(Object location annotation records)
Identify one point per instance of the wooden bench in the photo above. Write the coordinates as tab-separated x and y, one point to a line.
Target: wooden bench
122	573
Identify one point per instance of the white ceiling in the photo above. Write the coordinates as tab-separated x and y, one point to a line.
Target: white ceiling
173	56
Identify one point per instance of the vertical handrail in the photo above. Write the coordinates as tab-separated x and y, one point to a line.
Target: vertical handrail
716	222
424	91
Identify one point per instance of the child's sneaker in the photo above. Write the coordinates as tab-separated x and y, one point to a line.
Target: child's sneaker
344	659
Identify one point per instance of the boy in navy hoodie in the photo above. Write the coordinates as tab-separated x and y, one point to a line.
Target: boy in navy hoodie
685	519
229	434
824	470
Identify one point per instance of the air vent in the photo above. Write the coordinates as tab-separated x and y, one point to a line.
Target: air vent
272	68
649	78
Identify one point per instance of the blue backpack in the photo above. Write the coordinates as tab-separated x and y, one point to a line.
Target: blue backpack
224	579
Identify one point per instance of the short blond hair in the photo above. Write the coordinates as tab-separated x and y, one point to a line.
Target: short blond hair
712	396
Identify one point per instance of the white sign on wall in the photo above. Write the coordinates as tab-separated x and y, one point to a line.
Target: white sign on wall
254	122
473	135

Task requirements: Copy the records above line for line, changing nothing.

Solution for this exercise:
Identify one point per instance of the wooden bench in the photo above. Write the coordinates as tab-separated x and y, one point to a line.
Target: wooden bench
122	573
Identify one point per instance of the white ceiling in the photo above. Write the coordinates as tab-separated x and y, one point to a line.
Target: white ceiling
173	56
Identify one point per instance of the vertical handrail in the photo above. Write the coordinates as tab-separated x and y, one point to a line.
Target: vertical handrail
716	222
424	91
Identify one point per instance of the child's sneaker in the photo above. Write the coordinates as tab-separated x and y, one point to a line.
Target: child's sneaker
344	659
Identify one point per instance of the boy in navy hoodie in the photo above. Write the coordinates as tab-separated x and y, one point to a line.
Target: boy in navy hoodie
685	519
229	434
824	470
Identify one point per instance of the air vent in the photo above. Write the coordinates as tab-separated x and y, one point to a line.
Target: air vent
272	68
649	78
Identify one point per instance of the blue backpack in the photo above. Write the coordinates as tab-separated x and y, one point to a line.
Target: blue backpack
224	579
Identify one point per instance of the short blond hair in the photo above. Write the coordinates as tab-separated x and y, one point to a line.
Target: short blond hair
712	396
Identify one point per instance of the white sign on wall in the photo above. Write the coordinates as tab-separated x and y, one point to a line.
Target: white sign on wall
254	122
473	135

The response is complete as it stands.